TEXTO SELECCIONADO:
* * *

Las alertas siempre estuvieron. El gobierno de Gustavo Petro desde siempre quiso acabar con Mi Casa Ya, un programa que ayudó a que desde 2015 más de 350.000 familias de los más bajos ingresos, lograran cumplir con su sueño de tener vivienda propia en un entorno de calidad. La primera señal de alarma: su exclusión del programa de gobierno del ahora presidente.
Durante los primeros seis meses de gobierno, el Ministerio de Vivienda insistió en que Mi Casa Ya era fundamental para la política habitacional y social. Incluso lo reconoció como un programa que había ganado la confianza de las familias por su eficiencia. Sin embargo, los mensajes de tranquilidad estaban escritos en letra pequeña, venían acompañados de advertencias sobre “ajustes” que terminarían debilitando sus cimientos. Al mismo tiempo, crecía la incertidumbre entre los hogares que, estando a punto de adquirir su vivienda, corrían el riesgo de quedarse sin subsidio. El Ministerio intentó mitigar la situación, a la que llamó “percance”, con un procedimiento extraordinario de asignación bajo ciertas condiciones. Fue el primer reconocimiento tácito de que el programa no tenía asegurada su continuidad plena.


El año 2023 marcó el punto de inflexión definitivo en el desmonte de Mi Casa Ya. Comenzó con un retraso de casi dos meses en la asignación de subsidios, que el Gobierno atribuyó a la administración anterior. Paralelamente, se intensificaron los anuncios de reforma del programa bajo el argumento de mejorar la focalización, lo que solo aumentó la incertidumbre. En abril, el Decreto 490 oficializó los cambios, e introdujo el Sisbén IV como nuevo criterio de elegibilidad. Esta decisión dejó por fuera a casi el 40 % de los hogares, impidiéndoles acceder al subsidio y, obligando a muchos a desistir de su compra. El impacto fue devastador: los desistimientos de vivienda social superaron las 32.000 unidades al año, el registro más alto en la historia reciente.
Desde su creación, Mi Casa Ya había demostrado ser una política pública eficiente, con cobertura creciente y una sólida relación de confianza con los hogares y el sector privado. Solo en 2021 y 2022 se otorgaron más de 66.000 subsidios anuales. Sin embargo, a mediados de 2023, la ministra de vivienda anunció que el programa tendría una meta anual de 50.000 subsidios, rompiendo con la tendencia de crecimiento y debilitando el compromiso institucional con el acceso a vivienda formal. La credibilidad del programa sufrió otro golpe cuando el Ministerio afirmó que, en 2023 se entregarían 75.000 subsidios. Poco después se descubrió que más de 20.000 correspondían en realidad a asignaciones realizadas en 2022, evidenciando una grave distorsión en las cifras oficiales. Esta maniobra confirmó el giro hacia la opacidad institucional y agudizó la incertidumbre sobre el futuro del programa.

* * *

BLOQUE DE DATOS:
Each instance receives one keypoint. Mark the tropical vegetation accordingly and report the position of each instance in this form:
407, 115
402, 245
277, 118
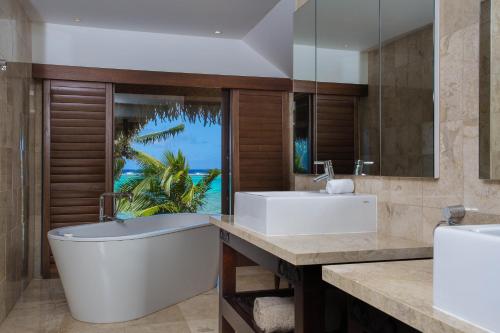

* * *

QUÉ DEBES HACER:
(a) Resume en forma de lista el párrafo del texto sobre Mi Casa Ya que empieza con «El año 2023 marcó». Conserva sus datos principales.
(b) Reproduce literalmente el fragmento del texto sobre Mi Casa Ya que va desde "El año 2023" hasta "la historia reciente.", ambos incluidos.
(c) Prosigue la redacción del texto sobre Mi Casa Ya a partir de su última oración.

RESPUESTAS POR TAREA:
(a)
- 2023 fue el punto de inflexión definitivo en el desmonte de Mi Casa Ya.
- El año arrancó con un retraso de casi dos meses en la asignación de subsidios, que el Gobierno atribuyó a la administración anterior.
- Se intensificaron los anuncios de reforma con el argumento de mejorar la focalización, lo que aumentó la incertidumbre.
- En abril, el Decreto 490 oficializó los cambios e introdujo el Sisbén IV como nuevo criterio de elegibilidad.
- Casi el 40 % de los hogares quedó sin acceso al subsidio, y muchos tuvieron que desistir de su compra.
- Los desistimientos de vivienda social superaron las 32.000 unidades al año, el registro más alto en la historia reciente.

(b)
El año 2023 marcó el punto de inflexión definitivo en el desmonte de Mi Casa Ya. Comenzó con un retraso de casi dos meses en la asignación de subsidios, que el Gobierno atribuyó a la administración anterior. Paralelamente, se intensificaron los anuncios de reforma del programa bajo el argumento de mejorar la focalización, lo que solo aumentó la incertidumbre. En abril, el Decreto 490 oficializó los cambios, e introdujo el Sisbén IV como nuevo criterio de elegibilidad. Esta decisión dejó por fuera a casi el 40 % de los hogares, impidiéndoles acceder al subsidio y, obligando a muchos a desistir de su compra. El impacto fue devastador: los desistimientos de vivienda social superaron las 32.000 unidades al año, el registro más alto en la historia reciente.

(c)
En 2024, el Ministerio mantuvo en el discurso la promesa de asignar 50.000 subsidios anuales, y aunque fue el último año en que se cumplió esa meta, lo hizo a cuenta gotas, bajo una estrategia de dosificación que profundizó la incertidumbre. A mediados del año, el relevo ministerial en vivienda agravó aún más la situación: en su discurso de posesión, la nueva ministra ni siquiera mencionó a Mi Casa Ya entre sus prioridades, y sus declaraciones posteriores evidenciaron una intención más clara de desmontarlo.
La suspensión formal del programa llegó como el peor regalo de Navidad, acompañada de dos justificaciones oficiales. La primera: que las tasas de interés habían bajado lo suficiente como para facilitar el crédito hipotecario, lo cual contradice la realidad, pues sin subsidio, solo 1 de cada 10 familias de menores ingresos puede comprar vivienda. La segunda explicación apuntó al hundimiento de la Ley de Financiamiento como causa de la falta de recursos. Sin embargo, más que una verdadera restricción presupuestal, la decisión dejó un fuerte sabor a revanchismo político, el resultado: más de 45.000 familias que habían cumplido todos los requisitos quedaron sin subsidio, y la única alternativa ofrecida fue buscar otras fuentes de financiación.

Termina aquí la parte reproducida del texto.